Requirements:
From the line containing "TARGET = dog's black nose" to the end of the data, retype every line exactly and nothing else. Drop the pictures.

Provided records:
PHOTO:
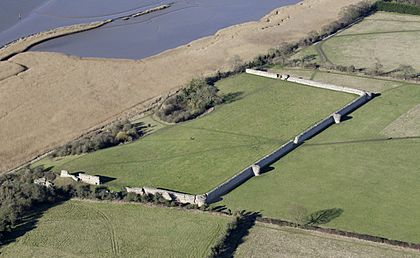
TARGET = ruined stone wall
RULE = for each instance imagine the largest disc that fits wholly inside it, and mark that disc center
(326, 86)
(215, 194)
(263, 73)
(92, 180)
(65, 173)
(170, 195)
(229, 185)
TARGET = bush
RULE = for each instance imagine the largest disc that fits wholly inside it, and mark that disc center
(19, 195)
(190, 102)
(117, 133)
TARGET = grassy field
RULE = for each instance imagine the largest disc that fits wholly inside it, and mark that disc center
(353, 166)
(364, 44)
(198, 155)
(273, 241)
(85, 229)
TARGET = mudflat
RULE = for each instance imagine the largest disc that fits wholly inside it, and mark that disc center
(60, 97)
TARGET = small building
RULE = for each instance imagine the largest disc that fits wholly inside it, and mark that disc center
(44, 182)
(92, 180)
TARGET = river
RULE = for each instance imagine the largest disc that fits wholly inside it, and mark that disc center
(140, 37)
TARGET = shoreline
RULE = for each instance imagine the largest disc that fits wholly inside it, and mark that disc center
(63, 97)
(24, 44)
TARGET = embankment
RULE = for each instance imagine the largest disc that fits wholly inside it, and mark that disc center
(61, 97)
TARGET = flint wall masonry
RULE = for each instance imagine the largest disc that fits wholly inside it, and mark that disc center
(255, 169)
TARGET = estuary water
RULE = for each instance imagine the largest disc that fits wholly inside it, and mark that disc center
(139, 37)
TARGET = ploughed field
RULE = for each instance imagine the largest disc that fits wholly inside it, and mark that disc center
(388, 38)
(198, 155)
(367, 166)
(273, 241)
(88, 229)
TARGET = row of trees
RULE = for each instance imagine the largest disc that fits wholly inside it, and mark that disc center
(190, 102)
(19, 195)
(117, 133)
(400, 6)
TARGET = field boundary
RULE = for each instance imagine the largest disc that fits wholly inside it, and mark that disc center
(279, 222)
(256, 168)
(343, 233)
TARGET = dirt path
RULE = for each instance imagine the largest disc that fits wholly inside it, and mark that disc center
(61, 97)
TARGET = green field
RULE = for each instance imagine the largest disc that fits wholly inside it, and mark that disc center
(87, 229)
(388, 38)
(353, 166)
(266, 240)
(196, 156)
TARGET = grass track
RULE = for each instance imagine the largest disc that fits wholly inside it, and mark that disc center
(352, 166)
(363, 44)
(86, 229)
(273, 241)
(198, 155)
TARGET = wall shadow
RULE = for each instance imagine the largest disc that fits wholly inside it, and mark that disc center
(27, 223)
(236, 235)
(232, 97)
(323, 216)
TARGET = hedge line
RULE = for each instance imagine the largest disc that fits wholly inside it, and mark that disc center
(398, 7)
(338, 232)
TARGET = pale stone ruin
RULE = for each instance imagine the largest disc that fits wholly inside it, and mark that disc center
(92, 180)
(184, 198)
(256, 169)
(44, 182)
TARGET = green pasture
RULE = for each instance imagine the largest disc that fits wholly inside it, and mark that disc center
(88, 229)
(354, 166)
(196, 156)
(388, 38)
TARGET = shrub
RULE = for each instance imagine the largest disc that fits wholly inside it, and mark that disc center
(116, 133)
(190, 102)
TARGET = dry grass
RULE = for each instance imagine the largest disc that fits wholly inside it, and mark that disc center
(273, 241)
(23, 44)
(391, 39)
(61, 97)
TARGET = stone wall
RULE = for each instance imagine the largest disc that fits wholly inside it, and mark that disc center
(326, 86)
(276, 155)
(229, 185)
(170, 195)
(93, 180)
(263, 73)
(215, 194)
(65, 173)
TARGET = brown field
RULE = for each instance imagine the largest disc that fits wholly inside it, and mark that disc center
(8, 69)
(60, 97)
(266, 240)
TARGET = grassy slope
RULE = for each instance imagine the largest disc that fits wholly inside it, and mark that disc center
(350, 166)
(268, 113)
(273, 241)
(363, 44)
(81, 229)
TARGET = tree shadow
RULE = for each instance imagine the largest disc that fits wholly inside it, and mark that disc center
(106, 179)
(324, 216)
(232, 97)
(236, 234)
(27, 223)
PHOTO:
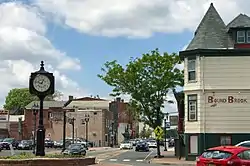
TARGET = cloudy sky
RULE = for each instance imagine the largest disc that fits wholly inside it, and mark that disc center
(76, 37)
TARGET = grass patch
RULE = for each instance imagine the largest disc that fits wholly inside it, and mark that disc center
(30, 156)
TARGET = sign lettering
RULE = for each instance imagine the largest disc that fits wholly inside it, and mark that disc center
(229, 99)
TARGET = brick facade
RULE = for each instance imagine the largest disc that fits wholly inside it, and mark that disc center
(99, 122)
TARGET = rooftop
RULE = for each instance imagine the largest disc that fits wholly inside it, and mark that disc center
(212, 32)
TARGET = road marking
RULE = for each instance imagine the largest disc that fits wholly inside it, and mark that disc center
(112, 159)
(148, 155)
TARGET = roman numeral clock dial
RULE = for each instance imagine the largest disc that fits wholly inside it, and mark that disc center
(41, 83)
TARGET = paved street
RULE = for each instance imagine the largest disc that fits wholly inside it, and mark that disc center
(8, 152)
(130, 157)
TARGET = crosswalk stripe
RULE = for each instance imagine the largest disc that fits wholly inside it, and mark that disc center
(112, 159)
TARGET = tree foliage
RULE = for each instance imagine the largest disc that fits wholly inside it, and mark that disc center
(18, 98)
(147, 80)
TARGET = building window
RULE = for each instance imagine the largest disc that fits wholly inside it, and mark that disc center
(193, 141)
(50, 115)
(248, 36)
(191, 70)
(225, 140)
(192, 107)
(241, 37)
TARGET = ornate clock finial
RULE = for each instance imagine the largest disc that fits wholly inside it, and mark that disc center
(42, 66)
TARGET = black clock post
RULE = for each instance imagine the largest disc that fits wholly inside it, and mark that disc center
(41, 84)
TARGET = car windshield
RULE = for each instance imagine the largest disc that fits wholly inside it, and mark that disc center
(8, 140)
(74, 146)
(216, 154)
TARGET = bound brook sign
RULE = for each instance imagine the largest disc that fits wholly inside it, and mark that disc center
(228, 99)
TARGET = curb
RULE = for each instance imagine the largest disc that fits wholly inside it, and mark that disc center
(172, 163)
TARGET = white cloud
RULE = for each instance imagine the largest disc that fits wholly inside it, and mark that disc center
(24, 45)
(137, 18)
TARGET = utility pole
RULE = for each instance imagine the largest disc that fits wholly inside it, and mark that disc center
(166, 126)
(64, 121)
(35, 108)
(87, 126)
(158, 121)
(72, 122)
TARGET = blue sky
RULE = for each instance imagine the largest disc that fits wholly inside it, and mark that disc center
(76, 37)
(94, 51)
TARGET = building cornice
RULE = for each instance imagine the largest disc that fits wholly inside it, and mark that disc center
(214, 52)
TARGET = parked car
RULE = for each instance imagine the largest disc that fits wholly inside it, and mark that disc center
(25, 145)
(9, 141)
(49, 143)
(75, 149)
(244, 144)
(58, 144)
(152, 144)
(126, 145)
(142, 146)
(225, 155)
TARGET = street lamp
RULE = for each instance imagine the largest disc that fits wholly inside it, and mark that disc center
(87, 124)
(41, 84)
(165, 131)
(112, 135)
(72, 122)
(35, 109)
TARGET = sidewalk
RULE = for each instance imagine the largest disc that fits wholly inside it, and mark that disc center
(170, 159)
(98, 148)
(109, 164)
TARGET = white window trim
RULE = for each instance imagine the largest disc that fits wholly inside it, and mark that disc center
(248, 36)
(193, 60)
(241, 36)
(191, 112)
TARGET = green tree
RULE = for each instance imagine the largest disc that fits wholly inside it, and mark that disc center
(148, 80)
(145, 133)
(18, 98)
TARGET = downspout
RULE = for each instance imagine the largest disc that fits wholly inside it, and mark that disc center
(204, 105)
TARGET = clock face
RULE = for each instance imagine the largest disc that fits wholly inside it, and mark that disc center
(41, 83)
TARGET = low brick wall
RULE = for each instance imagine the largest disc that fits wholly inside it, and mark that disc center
(48, 162)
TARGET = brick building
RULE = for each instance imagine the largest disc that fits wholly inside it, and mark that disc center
(123, 118)
(54, 128)
(99, 120)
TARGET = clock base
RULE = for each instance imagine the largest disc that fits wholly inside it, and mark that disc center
(40, 150)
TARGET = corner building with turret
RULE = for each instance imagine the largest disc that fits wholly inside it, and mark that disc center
(217, 83)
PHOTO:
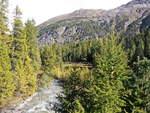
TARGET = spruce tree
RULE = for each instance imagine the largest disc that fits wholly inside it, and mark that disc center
(108, 90)
(31, 37)
(21, 62)
(6, 77)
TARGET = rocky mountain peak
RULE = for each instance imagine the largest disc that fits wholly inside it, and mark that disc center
(138, 2)
(86, 24)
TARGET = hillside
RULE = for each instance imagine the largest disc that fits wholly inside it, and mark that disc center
(84, 24)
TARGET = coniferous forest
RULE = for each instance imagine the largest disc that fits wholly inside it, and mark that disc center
(108, 75)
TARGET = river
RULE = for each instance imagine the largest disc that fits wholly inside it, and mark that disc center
(43, 101)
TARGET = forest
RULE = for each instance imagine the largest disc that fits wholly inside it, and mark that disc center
(109, 75)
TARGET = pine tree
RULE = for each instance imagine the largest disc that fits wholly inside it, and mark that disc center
(21, 62)
(140, 87)
(108, 90)
(6, 77)
(3, 17)
(31, 37)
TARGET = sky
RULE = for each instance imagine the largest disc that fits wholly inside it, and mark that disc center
(42, 10)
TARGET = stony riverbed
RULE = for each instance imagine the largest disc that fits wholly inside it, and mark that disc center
(43, 101)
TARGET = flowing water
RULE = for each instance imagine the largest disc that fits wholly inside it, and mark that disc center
(43, 101)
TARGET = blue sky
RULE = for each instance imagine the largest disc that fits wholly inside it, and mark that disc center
(42, 10)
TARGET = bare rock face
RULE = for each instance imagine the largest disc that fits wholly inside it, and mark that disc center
(86, 24)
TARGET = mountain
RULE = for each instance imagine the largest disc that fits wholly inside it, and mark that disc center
(127, 20)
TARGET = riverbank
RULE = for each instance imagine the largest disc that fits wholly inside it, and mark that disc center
(43, 101)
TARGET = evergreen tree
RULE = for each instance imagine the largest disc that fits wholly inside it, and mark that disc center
(3, 17)
(31, 37)
(6, 77)
(108, 90)
(21, 62)
(140, 86)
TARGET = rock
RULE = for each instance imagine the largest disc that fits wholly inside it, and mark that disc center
(86, 24)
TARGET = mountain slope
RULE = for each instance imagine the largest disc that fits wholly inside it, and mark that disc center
(84, 24)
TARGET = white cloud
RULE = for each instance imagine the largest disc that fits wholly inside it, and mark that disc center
(41, 10)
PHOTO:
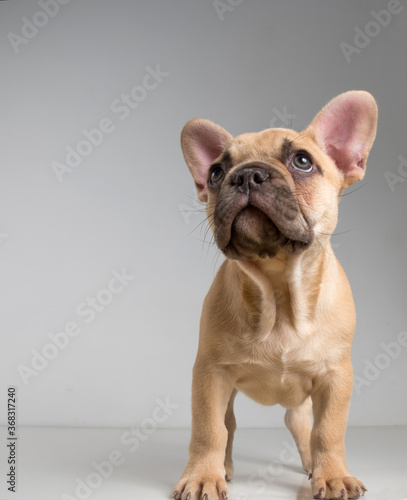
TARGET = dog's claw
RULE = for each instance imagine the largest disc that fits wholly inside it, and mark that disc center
(321, 493)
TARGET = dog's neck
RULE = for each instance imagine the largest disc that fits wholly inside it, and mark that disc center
(289, 285)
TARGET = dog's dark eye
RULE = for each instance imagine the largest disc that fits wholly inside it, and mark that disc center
(217, 175)
(302, 162)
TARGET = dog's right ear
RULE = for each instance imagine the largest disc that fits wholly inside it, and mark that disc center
(202, 141)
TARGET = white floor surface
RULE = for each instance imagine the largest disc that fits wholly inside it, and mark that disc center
(69, 463)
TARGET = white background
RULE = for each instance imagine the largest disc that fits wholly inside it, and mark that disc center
(131, 203)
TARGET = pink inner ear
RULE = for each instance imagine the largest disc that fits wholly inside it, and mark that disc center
(205, 144)
(346, 129)
(205, 155)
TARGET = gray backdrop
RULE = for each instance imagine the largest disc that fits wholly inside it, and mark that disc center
(104, 262)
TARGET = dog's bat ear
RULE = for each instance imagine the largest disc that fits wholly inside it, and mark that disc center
(345, 129)
(202, 141)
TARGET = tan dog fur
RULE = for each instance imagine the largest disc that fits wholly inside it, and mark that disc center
(279, 328)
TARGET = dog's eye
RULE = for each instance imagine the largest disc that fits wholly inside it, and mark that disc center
(217, 175)
(302, 162)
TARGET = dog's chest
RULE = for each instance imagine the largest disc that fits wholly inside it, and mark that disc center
(279, 371)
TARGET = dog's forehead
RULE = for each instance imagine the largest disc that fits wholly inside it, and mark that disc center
(260, 144)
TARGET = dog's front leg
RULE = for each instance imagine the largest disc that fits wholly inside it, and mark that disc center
(330, 475)
(204, 475)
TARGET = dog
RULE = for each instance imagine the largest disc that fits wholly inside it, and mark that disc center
(278, 321)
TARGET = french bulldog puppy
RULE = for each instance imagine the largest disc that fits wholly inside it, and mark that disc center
(278, 321)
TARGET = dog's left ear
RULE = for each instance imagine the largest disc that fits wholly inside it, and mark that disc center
(345, 129)
(202, 141)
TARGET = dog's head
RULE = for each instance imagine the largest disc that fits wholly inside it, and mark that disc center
(278, 190)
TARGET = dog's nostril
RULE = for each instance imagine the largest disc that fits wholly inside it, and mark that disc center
(260, 177)
(240, 180)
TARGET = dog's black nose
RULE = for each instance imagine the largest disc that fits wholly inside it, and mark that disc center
(250, 178)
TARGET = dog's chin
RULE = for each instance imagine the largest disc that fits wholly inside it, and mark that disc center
(254, 235)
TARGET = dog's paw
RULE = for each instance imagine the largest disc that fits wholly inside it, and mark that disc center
(338, 488)
(199, 486)
(229, 468)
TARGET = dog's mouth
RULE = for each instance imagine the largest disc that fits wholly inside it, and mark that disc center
(260, 222)
(254, 234)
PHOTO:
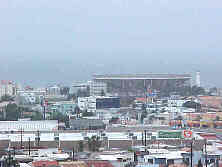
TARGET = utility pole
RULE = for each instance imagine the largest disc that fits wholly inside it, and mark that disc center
(38, 137)
(29, 146)
(145, 137)
(142, 139)
(21, 135)
(191, 153)
(73, 154)
(205, 152)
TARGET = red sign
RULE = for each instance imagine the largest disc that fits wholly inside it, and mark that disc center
(187, 134)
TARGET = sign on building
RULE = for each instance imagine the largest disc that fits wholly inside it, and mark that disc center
(170, 134)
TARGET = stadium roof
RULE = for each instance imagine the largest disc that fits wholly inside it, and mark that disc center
(143, 76)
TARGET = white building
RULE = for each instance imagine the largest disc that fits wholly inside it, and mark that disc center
(95, 103)
(7, 88)
(53, 91)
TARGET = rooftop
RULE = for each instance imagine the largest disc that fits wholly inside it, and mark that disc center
(143, 76)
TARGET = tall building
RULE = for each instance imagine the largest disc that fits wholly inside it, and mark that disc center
(95, 88)
(53, 91)
(7, 88)
(198, 79)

Solution to this problem:
TARGET = dog's black nose
RULE = for each instance imagine the largest disc that fits wholly inside it, and mark that disc center
(250, 178)
TARGET = dog's chin
RULE = for each instance imagine the largest disc that fits wholly inside it, and mark that disc center
(254, 235)
TARGET = dog's paw
RULE = for each instance imagine the largest disc that fits wholly inside it, and mark that disc center
(338, 488)
(199, 486)
(229, 468)
TARGET = dog's mouth
RULE = for each instance imagine the largest disc that fits wholly inside it, and mark that disc center
(260, 222)
(254, 234)
PHOTO:
TARGET = utility pole
RULE = for each instance imagine the largest disc that fits wholly inside it, and mark that disc center
(38, 137)
(29, 146)
(145, 137)
(142, 139)
(21, 135)
(191, 153)
(73, 154)
(205, 152)
TARGET = red sign
RULE = for each instance imagine the largest disc that fits wholly inside it, and mark that disc center
(187, 134)
TARGET = sign on building
RULE = for each instance imagine the largest disc that fits wholly inside it, and mark that disc center
(170, 134)
TARGET = stadium roof
RULE = for each instance imagine the largest disc that fits wholly inside it, and mark that disc center
(143, 76)
TARGET = white building
RULE = for each instance imagine the largest disc that fits wholly inside it, and mark that disc center
(95, 103)
(7, 88)
(53, 91)
TARGET = rooftop
RULE = for each instance imagine the largest disc that fits wholly inside it, and mark that disc center
(143, 76)
TARGET = tall building
RULE = for each instance imagine the largest disc that fits wholly inside it, and mark that disc center
(95, 88)
(53, 91)
(7, 88)
(198, 79)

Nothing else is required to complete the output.